> Work to complete
What do the lines say from the start of the entries through the one containing "Where can the silver"? Repeat them exactly.
:: Recorded information ::
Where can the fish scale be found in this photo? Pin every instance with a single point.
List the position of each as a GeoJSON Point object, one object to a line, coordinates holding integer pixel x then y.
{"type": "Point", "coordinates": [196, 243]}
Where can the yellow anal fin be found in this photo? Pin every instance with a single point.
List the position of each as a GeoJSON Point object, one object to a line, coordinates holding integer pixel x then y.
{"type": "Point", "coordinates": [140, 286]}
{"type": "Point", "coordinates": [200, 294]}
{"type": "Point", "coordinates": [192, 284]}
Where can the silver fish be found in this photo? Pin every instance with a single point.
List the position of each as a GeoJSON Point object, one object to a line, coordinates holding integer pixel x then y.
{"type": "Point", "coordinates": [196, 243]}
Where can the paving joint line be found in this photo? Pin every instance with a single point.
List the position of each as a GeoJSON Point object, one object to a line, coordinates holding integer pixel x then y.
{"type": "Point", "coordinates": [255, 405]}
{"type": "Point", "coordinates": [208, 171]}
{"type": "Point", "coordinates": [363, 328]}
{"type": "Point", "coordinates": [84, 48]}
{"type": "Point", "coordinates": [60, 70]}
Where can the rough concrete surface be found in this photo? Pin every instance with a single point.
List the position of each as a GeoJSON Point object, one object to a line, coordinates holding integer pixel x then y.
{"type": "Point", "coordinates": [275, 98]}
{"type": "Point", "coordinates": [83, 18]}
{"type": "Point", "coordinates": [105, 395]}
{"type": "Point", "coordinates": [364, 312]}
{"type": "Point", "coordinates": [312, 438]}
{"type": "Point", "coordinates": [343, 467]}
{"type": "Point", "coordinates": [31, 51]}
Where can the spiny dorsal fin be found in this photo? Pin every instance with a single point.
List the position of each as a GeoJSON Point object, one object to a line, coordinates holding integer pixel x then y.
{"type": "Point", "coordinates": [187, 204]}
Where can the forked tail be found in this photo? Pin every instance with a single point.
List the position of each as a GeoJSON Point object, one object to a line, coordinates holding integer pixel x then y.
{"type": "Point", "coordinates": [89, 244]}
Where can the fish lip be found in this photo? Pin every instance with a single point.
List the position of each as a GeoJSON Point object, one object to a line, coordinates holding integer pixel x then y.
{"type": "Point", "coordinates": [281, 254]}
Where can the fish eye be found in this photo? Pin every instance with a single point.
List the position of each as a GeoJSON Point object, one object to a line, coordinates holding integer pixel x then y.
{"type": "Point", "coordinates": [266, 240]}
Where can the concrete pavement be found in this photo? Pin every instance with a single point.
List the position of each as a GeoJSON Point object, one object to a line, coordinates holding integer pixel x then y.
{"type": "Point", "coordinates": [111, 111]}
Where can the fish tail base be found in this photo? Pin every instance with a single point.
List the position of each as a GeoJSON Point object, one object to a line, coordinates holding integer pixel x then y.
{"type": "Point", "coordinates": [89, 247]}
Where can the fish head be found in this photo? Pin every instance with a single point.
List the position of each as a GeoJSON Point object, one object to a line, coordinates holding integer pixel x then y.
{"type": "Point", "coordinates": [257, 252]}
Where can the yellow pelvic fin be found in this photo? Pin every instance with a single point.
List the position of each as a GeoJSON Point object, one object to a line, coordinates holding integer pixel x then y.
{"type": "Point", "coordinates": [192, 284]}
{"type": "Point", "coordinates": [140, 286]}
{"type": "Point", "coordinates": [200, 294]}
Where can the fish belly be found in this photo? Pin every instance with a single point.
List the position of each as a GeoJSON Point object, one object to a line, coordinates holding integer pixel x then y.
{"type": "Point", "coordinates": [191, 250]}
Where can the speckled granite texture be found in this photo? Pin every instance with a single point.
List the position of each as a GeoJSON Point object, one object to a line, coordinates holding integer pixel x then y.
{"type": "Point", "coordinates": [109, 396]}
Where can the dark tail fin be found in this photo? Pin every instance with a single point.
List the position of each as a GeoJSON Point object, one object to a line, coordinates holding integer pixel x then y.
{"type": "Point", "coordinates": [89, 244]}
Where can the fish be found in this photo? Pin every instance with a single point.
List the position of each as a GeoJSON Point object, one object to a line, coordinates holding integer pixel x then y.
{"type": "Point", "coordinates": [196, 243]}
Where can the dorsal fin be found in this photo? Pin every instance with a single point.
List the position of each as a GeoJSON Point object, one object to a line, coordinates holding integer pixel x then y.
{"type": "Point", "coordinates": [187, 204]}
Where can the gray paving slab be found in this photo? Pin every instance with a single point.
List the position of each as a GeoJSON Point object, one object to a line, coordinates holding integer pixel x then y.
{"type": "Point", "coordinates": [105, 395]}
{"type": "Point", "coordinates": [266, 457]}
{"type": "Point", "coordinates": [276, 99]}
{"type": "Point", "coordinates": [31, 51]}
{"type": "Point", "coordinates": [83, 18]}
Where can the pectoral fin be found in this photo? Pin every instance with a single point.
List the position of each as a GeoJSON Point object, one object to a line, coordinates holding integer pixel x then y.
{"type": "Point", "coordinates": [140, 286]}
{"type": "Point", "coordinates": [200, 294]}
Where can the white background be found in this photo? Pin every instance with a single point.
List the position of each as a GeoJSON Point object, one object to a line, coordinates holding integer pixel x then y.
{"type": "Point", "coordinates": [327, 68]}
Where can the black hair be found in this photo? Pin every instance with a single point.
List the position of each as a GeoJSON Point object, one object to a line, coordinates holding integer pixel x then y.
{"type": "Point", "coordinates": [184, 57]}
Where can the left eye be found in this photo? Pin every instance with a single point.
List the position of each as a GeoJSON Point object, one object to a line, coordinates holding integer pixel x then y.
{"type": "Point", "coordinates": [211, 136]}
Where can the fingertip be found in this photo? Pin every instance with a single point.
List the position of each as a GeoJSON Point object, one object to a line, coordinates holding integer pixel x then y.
:::
> Solved exercise
Where can the fish scale be found in this photo? Pin every instance with a single point.
List the position of each as a GeoJSON Point object, one object to a line, coordinates holding integer pixel x then y.
{"type": "Point", "coordinates": [196, 243]}
Where can the yellow anal fin be found in this photo? Pin every instance with a single point.
List the position of each as a GeoJSON Point object, one object to a line, coordinates holding integer pixel x then y.
{"type": "Point", "coordinates": [140, 286]}
{"type": "Point", "coordinates": [200, 294]}
{"type": "Point", "coordinates": [192, 284]}
Where can the silver fish be found in this photo? Pin every instance with a single point.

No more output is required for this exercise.